### The records
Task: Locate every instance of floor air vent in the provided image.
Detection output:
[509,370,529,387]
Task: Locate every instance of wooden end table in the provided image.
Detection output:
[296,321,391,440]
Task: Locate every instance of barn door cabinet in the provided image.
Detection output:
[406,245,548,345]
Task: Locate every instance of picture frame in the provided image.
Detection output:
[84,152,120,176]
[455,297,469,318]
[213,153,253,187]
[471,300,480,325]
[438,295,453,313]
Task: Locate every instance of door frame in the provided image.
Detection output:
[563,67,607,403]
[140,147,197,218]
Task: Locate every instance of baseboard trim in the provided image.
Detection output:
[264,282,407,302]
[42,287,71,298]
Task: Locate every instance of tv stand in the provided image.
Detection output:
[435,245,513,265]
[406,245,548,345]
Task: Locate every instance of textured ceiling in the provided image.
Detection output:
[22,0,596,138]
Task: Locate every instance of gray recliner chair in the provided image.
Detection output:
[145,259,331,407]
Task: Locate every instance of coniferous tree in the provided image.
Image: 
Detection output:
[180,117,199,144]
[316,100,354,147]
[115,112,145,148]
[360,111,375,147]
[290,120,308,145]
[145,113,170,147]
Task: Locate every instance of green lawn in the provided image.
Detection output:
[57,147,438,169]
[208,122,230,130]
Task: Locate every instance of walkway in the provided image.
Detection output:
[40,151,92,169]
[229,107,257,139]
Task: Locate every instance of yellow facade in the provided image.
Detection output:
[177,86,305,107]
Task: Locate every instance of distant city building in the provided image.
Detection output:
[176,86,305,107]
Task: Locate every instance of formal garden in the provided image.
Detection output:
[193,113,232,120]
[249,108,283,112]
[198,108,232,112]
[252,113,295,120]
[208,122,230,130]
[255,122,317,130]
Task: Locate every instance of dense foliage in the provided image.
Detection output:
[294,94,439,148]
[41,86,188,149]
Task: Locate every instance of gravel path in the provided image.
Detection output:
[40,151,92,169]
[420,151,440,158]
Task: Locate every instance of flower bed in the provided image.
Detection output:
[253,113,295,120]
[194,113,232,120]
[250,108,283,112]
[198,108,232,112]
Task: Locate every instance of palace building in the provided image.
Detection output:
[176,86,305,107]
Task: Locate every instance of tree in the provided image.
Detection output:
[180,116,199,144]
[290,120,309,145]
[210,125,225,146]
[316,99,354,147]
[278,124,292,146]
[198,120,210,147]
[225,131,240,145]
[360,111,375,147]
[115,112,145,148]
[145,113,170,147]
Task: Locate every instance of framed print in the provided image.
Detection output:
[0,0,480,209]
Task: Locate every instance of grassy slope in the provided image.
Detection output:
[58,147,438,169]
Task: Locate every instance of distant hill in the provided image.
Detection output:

### Stated exercise
Put every line of the items above into a JSON list of strings, one string per line, leaving out any blank lines.

### Final result
[
  "Task: Locate every instance of floor air vent in the provided image.",
  "Detection output:",
  "[509,370,529,387]",
  "Task: Locate every instance of wooden end table in the provided image.",
  "Detection output:",
  "[296,321,391,440]",
  "Task: Locate every instance of barn door cabinet in the provided image.",
  "Detection output:",
  "[406,245,548,345]",
  "Task: Locate every instance of picture frame in the provided image.",
  "Detection output:",
  "[84,152,120,176]",
  "[455,297,469,318]",
  "[213,153,253,187]",
  "[471,300,480,325]",
  "[438,295,453,313]",
  "Task: Locate every instance of door frame in the provided image.",
  "Detection output:",
  "[563,67,607,403]",
  "[140,147,197,218]",
  "Task: Locate every instance of baseboard trim in the provided image.",
  "Detection output:",
  "[264,282,407,302]",
  "[42,287,71,298]",
  "Task: Locate every instance of tv stand in the provided image.",
  "Detection output:",
  "[435,245,513,265]",
  "[406,245,548,345]",
  "Task: Locate every instance of textured ceiling in the provided image.",
  "Detection output:",
  "[22,0,596,138]",
  "Task: Locate every instance of gray recliner chair in the provided image.",
  "Detection output:",
  "[145,259,331,407]",
  "Task: Locate every instance of coniferous tree in the provided image.",
  "Image: ",
  "Detection output:",
  "[180,117,199,144]",
  "[316,100,354,147]",
  "[115,112,145,148]",
  "[360,111,375,147]",
  "[290,120,308,145]",
  "[145,113,170,147]",
  "Task: Locate every instance of green lawn in the provided image.",
  "Detection output:",
  "[57,147,438,169]",
  "[208,122,230,130]",
  "Task: Locate every instance of walkway in the provided image.",
  "Detection output:",
  "[40,151,92,169]",
  "[229,107,257,139]",
  "Task: Locate every instance of yellow facade in the provided image.",
  "Detection output:",
  "[177,86,305,107]",
  "Task: Locate every instance of distant city building in the provided image.",
  "Detection output:",
  "[176,86,305,107]",
  "Task: Locate every instance of formal garden in the provided image.",
  "Detection output:",
  "[193,113,232,120]",
  "[249,108,283,112]",
  "[198,108,232,112]",
  "[252,113,295,120]",
  "[208,122,230,130]",
  "[255,122,317,130]",
  "Task: Locate every instance of dense foliage in the provided image.",
  "Detection output:",
  "[294,94,439,148]",
  "[41,86,188,149]",
  "Task: Locate every instance of gravel path in the provided image.",
  "Detection output:",
  "[40,151,92,169]",
  "[420,151,440,158]",
  "Task: Locate every instance of flower bed in the provided image.",
  "Detection output:",
  "[253,113,295,120]",
  "[194,113,232,120]",
  "[250,108,283,112]",
  "[198,108,232,112]",
  "Task: Locate every instance of palace building in the provided image.",
  "Detection output:",
  "[176,86,305,107]",
  "Task: Locate every instance of tree in the provided image.",
  "Detection output:",
  "[180,116,199,144]",
  "[290,120,309,145]",
  "[210,125,225,146]",
  "[316,99,354,147]",
  "[278,124,292,146]",
  "[198,120,210,147]",
  "[225,131,240,145]",
  "[360,111,375,147]",
  "[115,112,145,148]",
  "[145,113,170,147]",
  "Task: Locate every instance of framed print in the provided image.",
  "Detection output:",
  "[0,0,480,209]",
  "Task: Locate every instance of grassy slope in the provided image.",
  "Detection output:",
  "[58,147,438,169]",
  "Task: Locate every instance of distant hill in the provided image.",
  "Detection output:"
]